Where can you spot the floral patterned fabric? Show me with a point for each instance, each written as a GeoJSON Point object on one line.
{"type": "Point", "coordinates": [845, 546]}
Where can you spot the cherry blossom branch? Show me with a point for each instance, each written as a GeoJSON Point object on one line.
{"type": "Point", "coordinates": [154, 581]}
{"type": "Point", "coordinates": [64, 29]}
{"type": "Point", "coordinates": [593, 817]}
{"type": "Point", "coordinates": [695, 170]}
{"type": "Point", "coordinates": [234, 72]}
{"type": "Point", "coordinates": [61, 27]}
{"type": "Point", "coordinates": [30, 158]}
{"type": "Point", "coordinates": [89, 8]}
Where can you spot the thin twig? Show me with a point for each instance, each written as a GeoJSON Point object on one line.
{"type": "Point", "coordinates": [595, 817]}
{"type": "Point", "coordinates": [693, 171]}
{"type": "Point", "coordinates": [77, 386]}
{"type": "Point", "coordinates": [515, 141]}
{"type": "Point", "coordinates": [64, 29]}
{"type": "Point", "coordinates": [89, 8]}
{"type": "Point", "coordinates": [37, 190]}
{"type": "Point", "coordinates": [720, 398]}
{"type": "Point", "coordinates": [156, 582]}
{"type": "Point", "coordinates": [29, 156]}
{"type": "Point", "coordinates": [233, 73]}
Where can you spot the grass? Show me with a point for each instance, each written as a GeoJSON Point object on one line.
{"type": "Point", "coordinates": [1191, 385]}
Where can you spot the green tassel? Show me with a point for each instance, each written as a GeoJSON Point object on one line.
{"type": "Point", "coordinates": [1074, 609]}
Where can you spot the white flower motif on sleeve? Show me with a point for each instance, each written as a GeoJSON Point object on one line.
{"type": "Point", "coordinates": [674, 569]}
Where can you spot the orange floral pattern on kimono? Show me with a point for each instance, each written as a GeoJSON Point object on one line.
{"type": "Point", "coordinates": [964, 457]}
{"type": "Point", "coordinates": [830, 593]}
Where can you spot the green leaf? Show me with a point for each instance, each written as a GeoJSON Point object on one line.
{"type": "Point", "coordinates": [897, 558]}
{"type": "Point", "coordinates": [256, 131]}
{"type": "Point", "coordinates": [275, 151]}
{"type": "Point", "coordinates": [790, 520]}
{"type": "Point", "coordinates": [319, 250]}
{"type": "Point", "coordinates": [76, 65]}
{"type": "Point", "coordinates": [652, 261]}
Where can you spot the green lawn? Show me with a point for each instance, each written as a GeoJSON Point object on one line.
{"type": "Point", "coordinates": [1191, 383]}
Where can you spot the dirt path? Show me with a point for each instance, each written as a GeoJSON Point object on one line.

## EXERCISE DESCRIPTION
Extract the data in full. Keep it word for word.

## SOLUTION TO THIS EXERCISE
Where can you spot the floral patterned fabric? Show me with a point for each instance, each written as a GeoJSON Point object on one line.
{"type": "Point", "coordinates": [845, 546]}
Where can you spot the cherry blossom branch? Show me with a point for each instance, each written as a GeoJSON Point object on one line.
{"type": "Point", "coordinates": [154, 581]}
{"type": "Point", "coordinates": [64, 29]}
{"type": "Point", "coordinates": [593, 817]}
{"type": "Point", "coordinates": [695, 170]}
{"type": "Point", "coordinates": [234, 72]}
{"type": "Point", "coordinates": [61, 27]}
{"type": "Point", "coordinates": [30, 158]}
{"type": "Point", "coordinates": [89, 8]}
Where can you spot the thin twig? Show me with a point for each instance, each written as a GeoJSON Point object on one line.
{"type": "Point", "coordinates": [595, 817]}
{"type": "Point", "coordinates": [693, 171]}
{"type": "Point", "coordinates": [77, 386]}
{"type": "Point", "coordinates": [515, 141]}
{"type": "Point", "coordinates": [64, 29]}
{"type": "Point", "coordinates": [89, 8]}
{"type": "Point", "coordinates": [37, 190]}
{"type": "Point", "coordinates": [720, 398]}
{"type": "Point", "coordinates": [156, 582]}
{"type": "Point", "coordinates": [29, 156]}
{"type": "Point", "coordinates": [233, 73]}
Where can you spot the grass? Show me with a point for each instance, each written as a GeoJSON Point object on one line.
{"type": "Point", "coordinates": [1191, 385]}
Where can you spot the green tassel? Show me with a point for each instance, each written as a GeoJSON Point object on one line.
{"type": "Point", "coordinates": [1074, 609]}
Where can you spot the white flower motif on sleeve? Show me with a point for each instance, each written as a GeoJSON Point object on one line.
{"type": "Point", "coordinates": [674, 569]}
Where can you spot the orange floral pattern on kimono? Show me with a point for each instance, each written as a GeoJSON Point object on one line.
{"type": "Point", "coordinates": [964, 457]}
{"type": "Point", "coordinates": [830, 593]}
Where can you spot the green leaf? Show me with a point for each instance, each written as a GeoJSON Point object on one line.
{"type": "Point", "coordinates": [897, 558]}
{"type": "Point", "coordinates": [256, 131]}
{"type": "Point", "coordinates": [275, 151]}
{"type": "Point", "coordinates": [790, 520]}
{"type": "Point", "coordinates": [319, 250]}
{"type": "Point", "coordinates": [76, 65]}
{"type": "Point", "coordinates": [652, 261]}
Where can you spot the green lawn? Show me with a point for each instance, each written as a GeoJSON Point object on one line.
{"type": "Point", "coordinates": [1191, 383]}
Where can you spot the dirt path? Show me with a point for each instance, each written as a GeoJSON Point object on one line.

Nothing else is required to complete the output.